— Begin DATASET CONTENT —

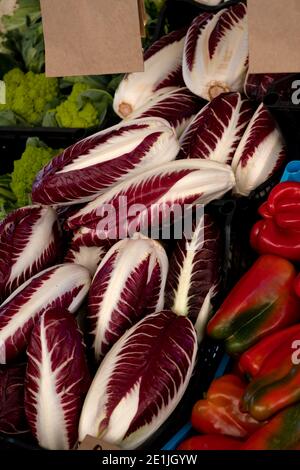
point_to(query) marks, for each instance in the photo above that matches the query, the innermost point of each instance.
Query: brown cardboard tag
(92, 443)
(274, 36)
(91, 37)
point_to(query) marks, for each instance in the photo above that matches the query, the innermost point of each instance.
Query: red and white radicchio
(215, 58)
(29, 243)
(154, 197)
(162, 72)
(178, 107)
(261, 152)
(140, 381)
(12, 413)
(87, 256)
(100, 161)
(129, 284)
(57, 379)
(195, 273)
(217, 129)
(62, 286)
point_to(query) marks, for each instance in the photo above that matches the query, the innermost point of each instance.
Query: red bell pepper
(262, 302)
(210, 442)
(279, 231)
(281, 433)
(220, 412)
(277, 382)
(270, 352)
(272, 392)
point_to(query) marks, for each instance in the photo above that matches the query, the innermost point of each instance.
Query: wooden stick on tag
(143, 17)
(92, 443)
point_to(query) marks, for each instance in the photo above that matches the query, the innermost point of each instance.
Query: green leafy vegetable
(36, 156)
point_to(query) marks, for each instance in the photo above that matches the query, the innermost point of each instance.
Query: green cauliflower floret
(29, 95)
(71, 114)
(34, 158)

— End DATASET CONTENT —
— Begin DATASET CONTENT —

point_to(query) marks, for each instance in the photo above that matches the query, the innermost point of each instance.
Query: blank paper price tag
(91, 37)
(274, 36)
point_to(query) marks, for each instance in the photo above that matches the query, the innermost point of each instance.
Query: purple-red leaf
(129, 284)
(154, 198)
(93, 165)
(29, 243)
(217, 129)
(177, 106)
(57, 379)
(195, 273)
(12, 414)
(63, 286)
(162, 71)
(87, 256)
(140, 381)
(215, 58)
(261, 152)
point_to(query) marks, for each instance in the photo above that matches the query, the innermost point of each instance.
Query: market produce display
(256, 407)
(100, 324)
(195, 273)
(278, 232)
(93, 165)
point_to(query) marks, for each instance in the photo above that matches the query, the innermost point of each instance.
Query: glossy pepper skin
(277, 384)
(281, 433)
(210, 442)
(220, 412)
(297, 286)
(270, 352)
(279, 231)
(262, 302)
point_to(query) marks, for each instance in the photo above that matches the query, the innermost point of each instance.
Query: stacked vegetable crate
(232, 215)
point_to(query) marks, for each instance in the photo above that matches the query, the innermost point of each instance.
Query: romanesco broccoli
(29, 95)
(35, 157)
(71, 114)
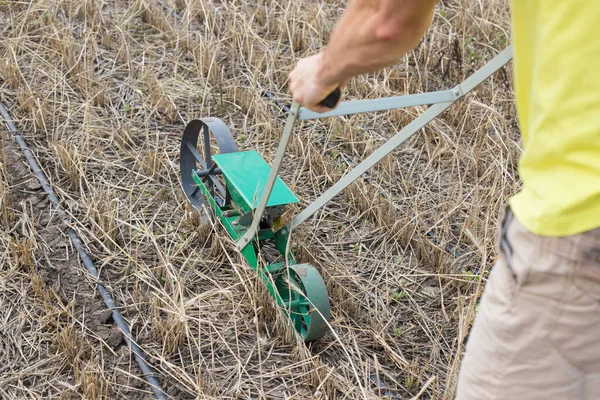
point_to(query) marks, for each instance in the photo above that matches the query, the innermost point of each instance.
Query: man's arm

— End DATASET CONTENT —

From the data above, copy out every line that contains the word "green". Only lines where the capitalization matches count.

Query: green leafy vegetable
Query: green cauliflower floret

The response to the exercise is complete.